◆ ASSIGNMENT
Stop after the line that contains "Target: dead branch". Until then, retype each line of the entries exactly from the first one, skipping pictures.

· · ·

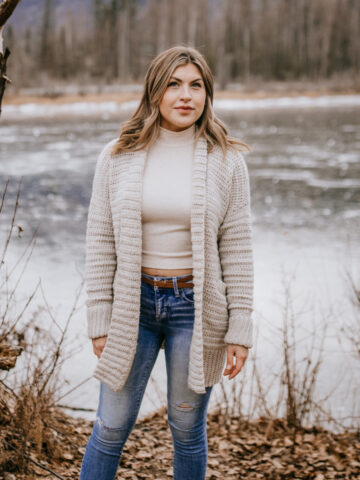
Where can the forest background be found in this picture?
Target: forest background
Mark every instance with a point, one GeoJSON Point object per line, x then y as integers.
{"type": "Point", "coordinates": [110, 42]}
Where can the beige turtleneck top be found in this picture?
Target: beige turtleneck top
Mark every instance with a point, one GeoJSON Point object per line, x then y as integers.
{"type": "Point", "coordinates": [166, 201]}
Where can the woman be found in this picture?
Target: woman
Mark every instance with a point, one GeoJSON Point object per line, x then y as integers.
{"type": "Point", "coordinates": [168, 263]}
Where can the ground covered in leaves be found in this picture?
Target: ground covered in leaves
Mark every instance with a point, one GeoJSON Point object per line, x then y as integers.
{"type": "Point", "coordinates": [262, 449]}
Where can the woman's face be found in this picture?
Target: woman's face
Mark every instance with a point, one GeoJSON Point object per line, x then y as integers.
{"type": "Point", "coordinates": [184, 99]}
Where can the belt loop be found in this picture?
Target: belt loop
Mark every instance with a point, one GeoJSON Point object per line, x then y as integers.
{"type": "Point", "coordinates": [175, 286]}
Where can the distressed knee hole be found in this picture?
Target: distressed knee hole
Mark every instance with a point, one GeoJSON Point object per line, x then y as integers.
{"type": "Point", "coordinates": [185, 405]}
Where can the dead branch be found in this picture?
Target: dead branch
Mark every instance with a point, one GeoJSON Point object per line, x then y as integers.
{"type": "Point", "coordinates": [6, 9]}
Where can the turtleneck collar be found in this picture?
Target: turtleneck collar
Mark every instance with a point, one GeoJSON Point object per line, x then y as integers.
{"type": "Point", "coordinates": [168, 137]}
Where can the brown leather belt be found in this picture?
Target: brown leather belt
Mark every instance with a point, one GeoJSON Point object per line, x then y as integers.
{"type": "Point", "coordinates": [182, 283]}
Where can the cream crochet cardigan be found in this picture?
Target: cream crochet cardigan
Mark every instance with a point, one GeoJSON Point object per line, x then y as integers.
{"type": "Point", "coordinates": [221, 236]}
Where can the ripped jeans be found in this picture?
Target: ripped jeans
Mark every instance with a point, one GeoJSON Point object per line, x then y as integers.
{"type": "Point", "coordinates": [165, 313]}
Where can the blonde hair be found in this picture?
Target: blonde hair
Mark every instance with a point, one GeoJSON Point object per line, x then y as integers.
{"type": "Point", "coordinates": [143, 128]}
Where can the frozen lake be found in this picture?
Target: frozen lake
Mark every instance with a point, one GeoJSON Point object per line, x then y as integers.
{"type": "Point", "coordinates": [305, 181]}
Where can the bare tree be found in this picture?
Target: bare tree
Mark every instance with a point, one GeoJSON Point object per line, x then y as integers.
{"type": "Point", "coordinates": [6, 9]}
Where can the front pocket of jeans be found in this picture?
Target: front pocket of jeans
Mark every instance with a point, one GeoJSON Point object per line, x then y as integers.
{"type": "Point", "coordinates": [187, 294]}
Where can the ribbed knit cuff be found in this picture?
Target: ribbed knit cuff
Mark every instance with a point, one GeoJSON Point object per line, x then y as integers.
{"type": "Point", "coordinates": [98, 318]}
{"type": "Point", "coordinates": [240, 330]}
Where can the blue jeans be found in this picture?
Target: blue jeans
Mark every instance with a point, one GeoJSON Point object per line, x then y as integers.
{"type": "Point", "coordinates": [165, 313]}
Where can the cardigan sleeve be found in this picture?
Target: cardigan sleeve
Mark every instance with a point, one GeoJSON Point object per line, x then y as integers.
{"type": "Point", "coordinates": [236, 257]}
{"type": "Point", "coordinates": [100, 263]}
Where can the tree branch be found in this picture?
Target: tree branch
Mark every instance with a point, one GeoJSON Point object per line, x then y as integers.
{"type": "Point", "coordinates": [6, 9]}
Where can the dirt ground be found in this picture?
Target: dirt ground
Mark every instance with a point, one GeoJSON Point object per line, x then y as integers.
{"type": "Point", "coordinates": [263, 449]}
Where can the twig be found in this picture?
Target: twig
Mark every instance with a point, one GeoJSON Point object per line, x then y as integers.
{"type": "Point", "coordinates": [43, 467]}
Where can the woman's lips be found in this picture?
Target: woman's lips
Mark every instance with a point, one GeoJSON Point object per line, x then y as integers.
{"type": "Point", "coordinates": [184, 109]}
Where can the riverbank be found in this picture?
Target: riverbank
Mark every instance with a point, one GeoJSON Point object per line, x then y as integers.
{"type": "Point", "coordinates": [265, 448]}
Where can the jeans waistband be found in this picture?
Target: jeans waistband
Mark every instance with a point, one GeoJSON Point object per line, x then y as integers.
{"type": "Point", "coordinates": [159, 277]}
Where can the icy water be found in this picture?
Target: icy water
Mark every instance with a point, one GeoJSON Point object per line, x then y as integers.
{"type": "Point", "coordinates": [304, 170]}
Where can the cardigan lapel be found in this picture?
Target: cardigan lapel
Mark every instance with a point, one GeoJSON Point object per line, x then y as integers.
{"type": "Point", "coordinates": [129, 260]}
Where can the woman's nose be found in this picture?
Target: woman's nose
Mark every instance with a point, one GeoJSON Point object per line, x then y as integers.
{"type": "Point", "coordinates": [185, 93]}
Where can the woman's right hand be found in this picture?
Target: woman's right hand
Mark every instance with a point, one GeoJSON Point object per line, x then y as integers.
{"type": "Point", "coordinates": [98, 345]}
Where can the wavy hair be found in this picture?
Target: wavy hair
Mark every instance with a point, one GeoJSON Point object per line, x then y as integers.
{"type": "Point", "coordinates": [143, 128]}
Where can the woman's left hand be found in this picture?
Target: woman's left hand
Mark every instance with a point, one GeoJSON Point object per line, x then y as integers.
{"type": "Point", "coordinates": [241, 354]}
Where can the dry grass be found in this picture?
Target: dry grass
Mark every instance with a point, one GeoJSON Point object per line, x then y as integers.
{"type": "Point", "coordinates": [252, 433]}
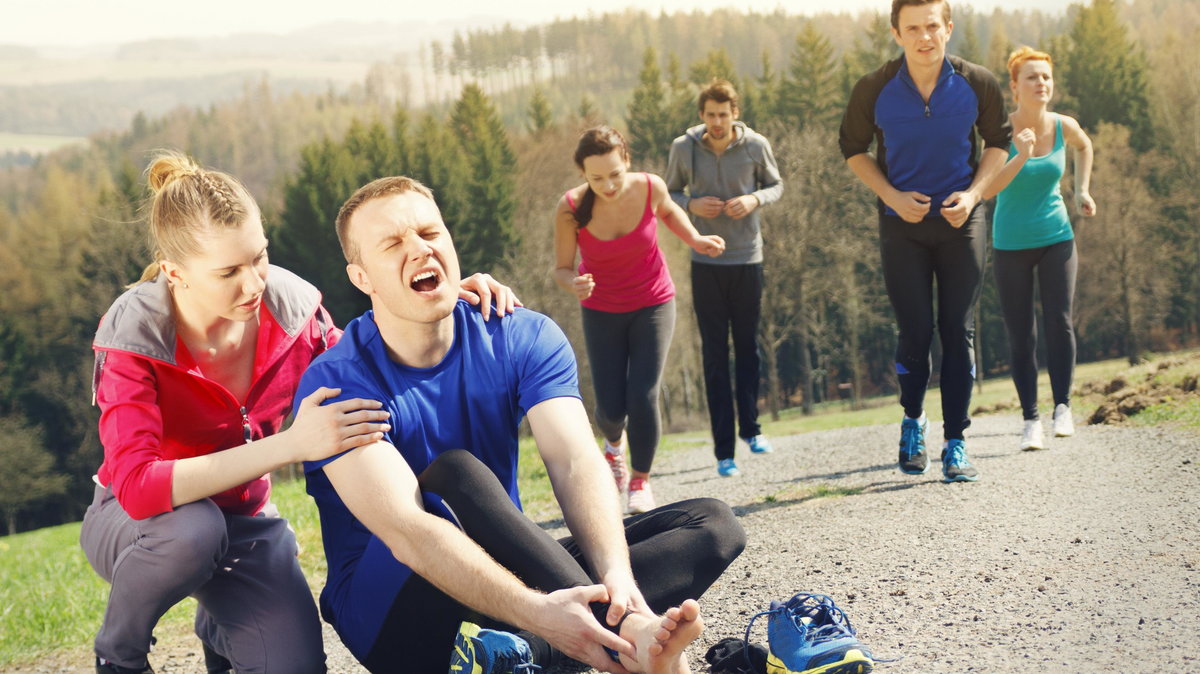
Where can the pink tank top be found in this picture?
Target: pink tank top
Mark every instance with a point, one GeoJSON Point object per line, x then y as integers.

· · ·

◆ OUTPUT FOR THIS EXERCISE
Where can the forest background be found in this picture?
Target: forest background
Mark every instance with a point, one GeoJSON Point object per line, x then y as integers.
{"type": "Point", "coordinates": [110, 42]}
Where can the beige turtleneck top be found in this picture?
Target: beige turtleneck top
Mark every instance with a point, one GeoJSON Point object per line, x then y as integers.
{"type": "Point", "coordinates": [166, 201]}
Where can the woman be found in this picture?
Target: woman
Mark every instance with a point, one GeoJSON Point object per line, x then y as integers.
{"type": "Point", "coordinates": [168, 263]}
Where can the ground covered in leaves be found in this picture?
Target: ground covered in leaves
Mark every instance with a point, one GeoJSON Point object per line, x then y as integers.
{"type": "Point", "coordinates": [262, 449]}
Where can the woman's face be found in this picture?
Target: woman's face
Mark every instance with a point, one GeoJSON Point object per line, x then y as integers.
{"type": "Point", "coordinates": [184, 99]}
Where can the belt loop be found in this picture?
Target: belt loop
Mark every instance with a point, one GeoJSON Point object per line, x then y as integers.
{"type": "Point", "coordinates": [175, 286]}
Where can the distressed knee hole be found in this picture?
Target: distressed knee hole
Mark every instance with a point, one GeoJSON Point object per line, x then y as integers.
{"type": "Point", "coordinates": [185, 405]}
Where can the dead branch be found in this picture?
Target: dead branch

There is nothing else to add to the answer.